━━━ Text passage ━━━
Through juxtaposition in his first verse, Keats exhibits his own personal wants and needs vis-à-vis the nightingale. He explains that his “heart aches and a drowsy numbness pains” (
Keats, line 1) as his senses and entire being become “emptied” (
line3) seeming to invest themselves in the bird’s song. More fully explained in the second verse, he speaks of a wanting “for a draught of vintage” (
Keats, 11) “that I might drink,” (
line, 19) “And with thee fade away” (
line20). The bird becomes a kind of fountain of youth, presenting a separate reality that is purer and more divine than that which he is accustomed to. He writes of wishing to cross “Lethe-wards” (
Keats, 4), alluding to the river in Hell from which sinners drank in order to forget their past as a kind of purification.
Continuing the trope of the Nightingale’s song as a kind of liquid substance flowing forth, Keats in line 17 writes
“With beaded bubbles winking at the brim”, possibly alluding to the kind of divine inspiration seen once before in Coleridge’s poetry. K. Duglin in her snip entitled
Bubbles , speaks of a similar image in the rising bubbles at the fountain of
Kubla Kahn revived again in the
The Eolian Harp. She speaks of a “release of the conscience or …inspiration”, reflecting the poet’s appeal to a higher knowledge and experience. Similarly, Keats in his beginning verses appeals to a divine vintage that can only be tapped through the sustained song of a nightingale. The song itself represents a kind of Garden of Eden before the fall. Yet not soon after, the poem takes a sudden turn in narration as its sense of impossibility and the unattainable both loom on the horizon.
The figure of the nightingale can be seen as a double-edged sword. For in verse 3, where the Nightingale once sang of “summer in full-throated ease” (
Keats, 10), instead now bears gloomy reflection of Keats own mortality. He asks to forget “What thou among the leaves hast never known, / The weariness, the fever, the fret” (
Keats, 22-3) and describes the sad shortcomings of his own existence. He ends the verse by glorifying the uncanny abilities of the bird to affect greater forms of Love and Beauty. Here we see the poet’s initial recognition of the one-way road I spoke of earlier. For while the Nightingale presents an ecstatic inspiration not unlike those seen in Coleridge, it also evokes in Keats, the recognition of his own mortality and limitations. The paradox becomes even more apparent through each consecutive verse as he seems to fly between both modes of interpretation: either delving deeper into the imaginative consciousness, drunken off the spiritual music (
line 19) or submitting to the mundane reality “where youth grows pale, and spectre thin, and dies;” (
Keats, 26).
━━━ Given material ━━━
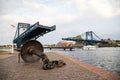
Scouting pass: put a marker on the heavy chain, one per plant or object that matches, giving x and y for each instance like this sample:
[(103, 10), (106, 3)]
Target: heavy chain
━━━
◆ Stated problem 1:
Answer each question from the Keats essay, giving each answer on its own line and marked with its letter.
(a) According to the essay, what does "Lethe-wards" allude to?
(b) Who wrote the piece titled Bubbles?
(c) In which line does Keats write "With beaded bubbles winking at the brim"?
◆ Stated problem 2:
Decide whether each statement agrees with the Keats essay, answering yes or no and quoting the words of the essay that settle it.
(a) The essay says the nightingale's song represents a kind of Garden of Eden before the fall.
(b) The essay says Keats's senses and entire being become filled as he listens to the bird.
(c) The essay describes the figure of the nightingale as a double-edged sword.
The lines above are separate from the Keats essay.

◆ Expected output 1:
(a) The river in Hell from which sinners drank to forget their past, as a kind of purification.
(b) K. Duglin.
(c) Line 17.

◆ Expected output 2:
(a) Yes: "The song itself represents a kind of Garden of Eden before the fall."
(b) No: "as his senses and entire being become “emptied”"
(c) Yes: "The figure of the nightingale can be seen as a double-edged sword."